═════ RECORDS SHOWN
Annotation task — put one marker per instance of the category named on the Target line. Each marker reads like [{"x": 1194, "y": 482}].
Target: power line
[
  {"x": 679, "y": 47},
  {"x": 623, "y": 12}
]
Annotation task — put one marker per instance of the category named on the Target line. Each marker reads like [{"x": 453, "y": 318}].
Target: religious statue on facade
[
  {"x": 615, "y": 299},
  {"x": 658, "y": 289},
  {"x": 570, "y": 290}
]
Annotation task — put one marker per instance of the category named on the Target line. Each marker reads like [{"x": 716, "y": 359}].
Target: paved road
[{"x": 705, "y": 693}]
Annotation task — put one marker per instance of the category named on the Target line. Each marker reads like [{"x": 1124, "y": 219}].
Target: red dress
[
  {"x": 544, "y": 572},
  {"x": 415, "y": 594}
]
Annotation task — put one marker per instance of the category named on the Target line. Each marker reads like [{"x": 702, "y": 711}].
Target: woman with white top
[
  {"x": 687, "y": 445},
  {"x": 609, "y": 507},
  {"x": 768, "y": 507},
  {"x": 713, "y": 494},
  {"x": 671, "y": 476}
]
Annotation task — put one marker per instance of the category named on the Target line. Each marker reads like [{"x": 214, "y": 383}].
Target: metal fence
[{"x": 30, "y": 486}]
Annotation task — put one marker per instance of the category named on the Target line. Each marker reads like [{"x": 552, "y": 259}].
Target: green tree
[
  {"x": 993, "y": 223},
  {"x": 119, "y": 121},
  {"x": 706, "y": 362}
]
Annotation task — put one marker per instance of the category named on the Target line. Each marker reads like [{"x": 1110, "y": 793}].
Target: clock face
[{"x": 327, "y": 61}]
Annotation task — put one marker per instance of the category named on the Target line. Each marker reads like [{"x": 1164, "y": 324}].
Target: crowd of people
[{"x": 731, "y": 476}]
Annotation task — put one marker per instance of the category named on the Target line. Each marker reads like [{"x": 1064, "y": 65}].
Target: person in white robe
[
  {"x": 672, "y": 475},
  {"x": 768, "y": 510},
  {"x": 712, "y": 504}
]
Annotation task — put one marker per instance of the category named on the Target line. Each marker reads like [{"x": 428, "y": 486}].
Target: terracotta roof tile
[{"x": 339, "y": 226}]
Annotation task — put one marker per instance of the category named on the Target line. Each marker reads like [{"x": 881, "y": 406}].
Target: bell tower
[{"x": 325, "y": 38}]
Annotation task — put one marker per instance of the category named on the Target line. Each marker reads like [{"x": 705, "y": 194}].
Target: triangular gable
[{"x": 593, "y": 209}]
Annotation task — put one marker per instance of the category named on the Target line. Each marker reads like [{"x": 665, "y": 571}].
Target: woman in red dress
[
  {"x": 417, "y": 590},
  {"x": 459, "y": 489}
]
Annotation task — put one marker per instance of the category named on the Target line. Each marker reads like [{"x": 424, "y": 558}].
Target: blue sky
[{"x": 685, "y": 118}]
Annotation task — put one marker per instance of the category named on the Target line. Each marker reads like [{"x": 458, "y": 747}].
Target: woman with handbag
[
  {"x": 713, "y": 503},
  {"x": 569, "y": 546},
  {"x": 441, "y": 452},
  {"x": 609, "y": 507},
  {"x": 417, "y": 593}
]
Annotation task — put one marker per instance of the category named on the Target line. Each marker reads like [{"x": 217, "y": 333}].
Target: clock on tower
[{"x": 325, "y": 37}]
══════════
WHAT YOU ARE ASKED TO DO
Each line of the material should be echoed exactly.

RESPONSE
Annotation task — put one marker per instance of the category named on the Target line. Each marker reads like [{"x": 1194, "y": 482}].
Target: power line
[
  {"x": 679, "y": 47},
  {"x": 623, "y": 12}
]
Annotation task — put one marker per instance of the category named on the Target line. Each marker reads like [{"x": 453, "y": 318}].
Target: religious statue on facade
[
  {"x": 615, "y": 299},
  {"x": 658, "y": 289},
  {"x": 570, "y": 290}
]
Annotation task — put one marker per instance of the category named on the Target line. Each marker reads like [{"x": 716, "y": 359}].
Target: paved road
[{"x": 705, "y": 693}]
Annotation task — put one marker per instance of the category named on the Target line. Each marker reads like [{"x": 1124, "y": 219}].
Target: red dress
[
  {"x": 544, "y": 572},
  {"x": 415, "y": 594}
]
Annotation task — put one marker per instance of the category named on the Target line. Each marker reads like [{"x": 702, "y": 711}].
Target: woman with white top
[
  {"x": 687, "y": 445},
  {"x": 609, "y": 507},
  {"x": 768, "y": 507},
  {"x": 713, "y": 494},
  {"x": 671, "y": 476}
]
Annotation task — put one marker per instance of the category named on the Target line. Each marker reads like [{"x": 214, "y": 383}].
Target: metal fence
[{"x": 30, "y": 486}]
Annotation task — put one marker per instance of the category named on the Target line. Each marker reads like [{"x": 552, "y": 259}].
Target: green tree
[
  {"x": 993, "y": 223},
  {"x": 119, "y": 121},
  {"x": 706, "y": 362}
]
Annotation task — put one marker per instance of the category named on the Target line. Each marker reads like [{"x": 1110, "y": 793}].
Target: clock face
[{"x": 327, "y": 61}]
Annotation task — put one marker per instance of the category named on the Target line. Each marker reads like [{"x": 1164, "y": 324}].
Target: crowd of people
[{"x": 731, "y": 476}]
Annotation task — put one marker per instance of the category named on the Target line. Each marker reads like [{"x": 1064, "y": 65}].
Target: person in white robe
[
  {"x": 672, "y": 475},
  {"x": 768, "y": 510},
  {"x": 712, "y": 504}
]
Annotation task — put one marker per instance of the category named on the Target line. Each marker reads like [{"x": 428, "y": 486}].
Target: terracotta roof tile
[{"x": 339, "y": 226}]
Annotation task — put one marker per instance of the category named on the Target line. Each marker reads like [{"x": 881, "y": 406}].
Target: bell tower
[{"x": 325, "y": 38}]
Annotation task — put one marker per instance of the category named on the Target line. Each marker reads like [{"x": 705, "y": 194}].
Target: triangular gable
[{"x": 593, "y": 209}]
Annotation task — put one marker per instance of the category named on the Target line. Each marker reads like [{"x": 665, "y": 571}].
Target: woman in red dress
[
  {"x": 417, "y": 590},
  {"x": 459, "y": 489}
]
Annotation task — put one marker per instance of the category named on the Target line. Each marker reads like [{"x": 424, "y": 558}].
Target: blue sky
[{"x": 685, "y": 118}]
Annotation task — put one marker per instance of the category named on the Target line. Each marker reads like [{"x": 458, "y": 747}].
Target: woman with handbag
[
  {"x": 713, "y": 503},
  {"x": 569, "y": 546},
  {"x": 441, "y": 452},
  {"x": 609, "y": 507},
  {"x": 417, "y": 593}
]
Annotation task — put one marker per instance of the category named on the Target line. Each marker reads like [{"x": 217, "y": 333}].
Target: clock on tower
[{"x": 325, "y": 37}]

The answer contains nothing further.